[Work required] In the material below, how many lines include the string "green"? Answer with the number and nothing else.

[Records provided]
------------------------

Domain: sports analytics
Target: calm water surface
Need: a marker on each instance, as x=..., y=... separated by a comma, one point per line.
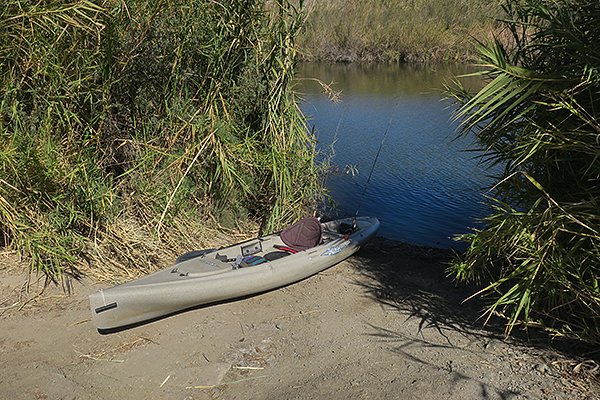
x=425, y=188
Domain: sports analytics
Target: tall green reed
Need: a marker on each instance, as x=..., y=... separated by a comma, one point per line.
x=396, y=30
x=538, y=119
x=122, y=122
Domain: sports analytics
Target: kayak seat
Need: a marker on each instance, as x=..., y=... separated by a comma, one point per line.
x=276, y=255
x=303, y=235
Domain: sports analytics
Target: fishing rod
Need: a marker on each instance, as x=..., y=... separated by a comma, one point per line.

------------------------

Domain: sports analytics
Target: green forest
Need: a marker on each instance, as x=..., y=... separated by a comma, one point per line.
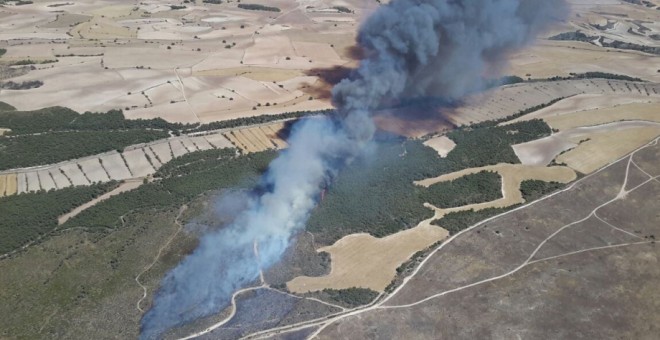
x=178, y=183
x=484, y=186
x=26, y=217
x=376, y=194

------------------------

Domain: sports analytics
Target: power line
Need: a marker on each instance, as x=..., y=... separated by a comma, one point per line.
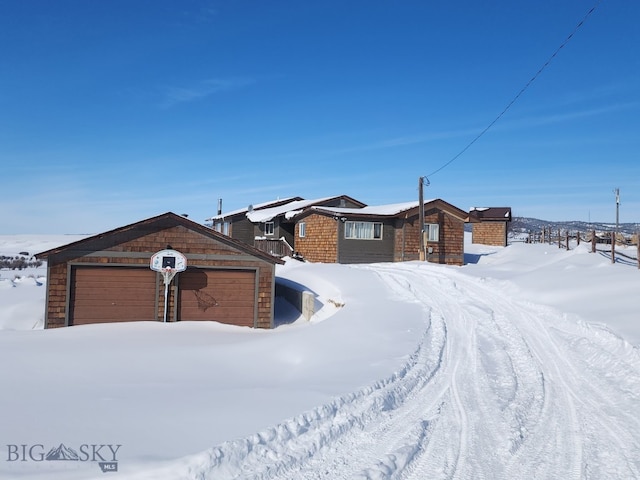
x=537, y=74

------------------------

[Answer section] 2